Prompt -
In this exercise, return only the lines that run from the line with "Target: dark door opening" to the end of the entries below, both included. Pictures are not copied.

## begin Information supplied

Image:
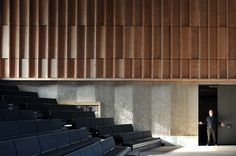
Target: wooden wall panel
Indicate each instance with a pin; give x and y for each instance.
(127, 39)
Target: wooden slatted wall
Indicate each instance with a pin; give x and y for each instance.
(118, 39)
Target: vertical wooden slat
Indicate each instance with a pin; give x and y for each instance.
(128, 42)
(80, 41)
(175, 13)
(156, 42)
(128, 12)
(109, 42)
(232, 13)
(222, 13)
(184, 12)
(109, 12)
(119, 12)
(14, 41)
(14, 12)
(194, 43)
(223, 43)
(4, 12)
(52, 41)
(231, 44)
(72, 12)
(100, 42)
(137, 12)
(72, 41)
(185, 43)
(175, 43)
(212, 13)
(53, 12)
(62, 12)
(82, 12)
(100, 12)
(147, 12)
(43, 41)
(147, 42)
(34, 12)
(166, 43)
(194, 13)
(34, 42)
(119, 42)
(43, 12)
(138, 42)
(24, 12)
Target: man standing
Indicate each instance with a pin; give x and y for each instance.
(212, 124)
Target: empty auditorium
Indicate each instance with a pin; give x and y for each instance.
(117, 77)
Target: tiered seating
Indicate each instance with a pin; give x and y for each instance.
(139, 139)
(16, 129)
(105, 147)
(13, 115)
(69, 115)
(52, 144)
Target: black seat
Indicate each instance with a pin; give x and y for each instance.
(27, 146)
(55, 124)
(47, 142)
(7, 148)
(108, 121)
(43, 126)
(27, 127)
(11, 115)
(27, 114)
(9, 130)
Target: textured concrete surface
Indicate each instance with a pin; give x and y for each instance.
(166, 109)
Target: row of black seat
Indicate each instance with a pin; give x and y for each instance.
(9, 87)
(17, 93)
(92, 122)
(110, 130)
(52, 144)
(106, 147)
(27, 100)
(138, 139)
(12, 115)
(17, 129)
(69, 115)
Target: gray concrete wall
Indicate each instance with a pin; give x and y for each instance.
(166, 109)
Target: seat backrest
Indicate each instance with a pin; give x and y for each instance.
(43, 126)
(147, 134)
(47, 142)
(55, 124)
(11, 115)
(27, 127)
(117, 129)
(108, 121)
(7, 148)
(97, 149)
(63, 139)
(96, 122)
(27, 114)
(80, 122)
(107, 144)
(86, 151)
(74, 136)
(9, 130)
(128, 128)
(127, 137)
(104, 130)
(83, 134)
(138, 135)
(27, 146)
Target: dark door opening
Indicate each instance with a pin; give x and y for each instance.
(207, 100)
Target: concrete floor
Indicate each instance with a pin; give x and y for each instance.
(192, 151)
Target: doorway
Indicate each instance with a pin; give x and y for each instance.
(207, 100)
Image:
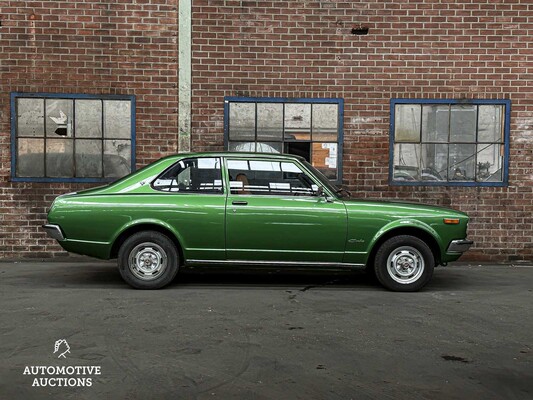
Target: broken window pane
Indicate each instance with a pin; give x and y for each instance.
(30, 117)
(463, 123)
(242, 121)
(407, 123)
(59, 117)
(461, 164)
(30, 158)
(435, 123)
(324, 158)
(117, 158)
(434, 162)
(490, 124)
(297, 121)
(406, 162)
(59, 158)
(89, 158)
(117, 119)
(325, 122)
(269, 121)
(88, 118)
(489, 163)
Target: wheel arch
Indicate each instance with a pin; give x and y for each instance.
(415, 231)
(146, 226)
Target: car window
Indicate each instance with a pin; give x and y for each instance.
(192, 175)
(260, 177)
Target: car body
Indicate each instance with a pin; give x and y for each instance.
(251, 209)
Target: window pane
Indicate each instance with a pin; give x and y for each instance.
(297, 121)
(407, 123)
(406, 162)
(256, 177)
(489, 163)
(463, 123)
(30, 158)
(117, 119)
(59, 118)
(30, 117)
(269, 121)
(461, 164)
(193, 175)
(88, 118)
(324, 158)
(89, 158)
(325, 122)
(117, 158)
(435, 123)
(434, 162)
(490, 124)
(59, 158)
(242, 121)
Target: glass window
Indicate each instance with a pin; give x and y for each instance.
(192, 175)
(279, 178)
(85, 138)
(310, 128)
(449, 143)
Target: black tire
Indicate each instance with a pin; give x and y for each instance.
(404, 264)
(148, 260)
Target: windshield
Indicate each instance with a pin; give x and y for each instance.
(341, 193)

## end Information supplied

Task answer -
Target: dark door opening
Indicate each instance with a pin; give x and y for each instance.
(207, 100)
Target: concrete floor
Indicate each instance with a pin; give x and y for each instance.
(192, 151)
Target: doorway
Indicate each instance with a pin; give x and y for each instance.
(207, 100)
Image:
Target: broken window pane
Indicate each instance with a pin; give x and y for each instance.
(30, 117)
(463, 123)
(242, 121)
(407, 123)
(59, 117)
(461, 164)
(30, 158)
(435, 123)
(324, 158)
(117, 158)
(434, 162)
(490, 124)
(297, 121)
(406, 162)
(59, 158)
(89, 158)
(117, 119)
(325, 122)
(269, 121)
(88, 118)
(489, 163)
Target: wheel arch
Indicate each instance with a pin; give x and y for each instance.
(415, 231)
(146, 226)
Target: car window
Indicate each instance with a pin; give x and y for each instance.
(192, 175)
(260, 177)
Target: car body
Indicate each instance with a pin; give x and y for each instance.
(251, 209)
Target: window pane
Indicate each instance with a pin; give x and y for each instance.
(297, 121)
(407, 123)
(406, 162)
(256, 177)
(489, 163)
(463, 123)
(30, 158)
(117, 119)
(59, 118)
(30, 117)
(269, 121)
(461, 164)
(193, 175)
(88, 118)
(324, 158)
(89, 158)
(325, 122)
(117, 158)
(435, 123)
(434, 162)
(490, 124)
(59, 158)
(242, 121)
Target: glass window
Indicate each instance with a pin; give x and y for each instance.
(192, 175)
(279, 178)
(85, 138)
(310, 128)
(449, 143)
Target: black tire
Indicate each instance with a pin; give x and y for each instance.
(404, 264)
(148, 260)
Target: windshield
Indicate each instance with a pin; give x and y for each instance.
(341, 193)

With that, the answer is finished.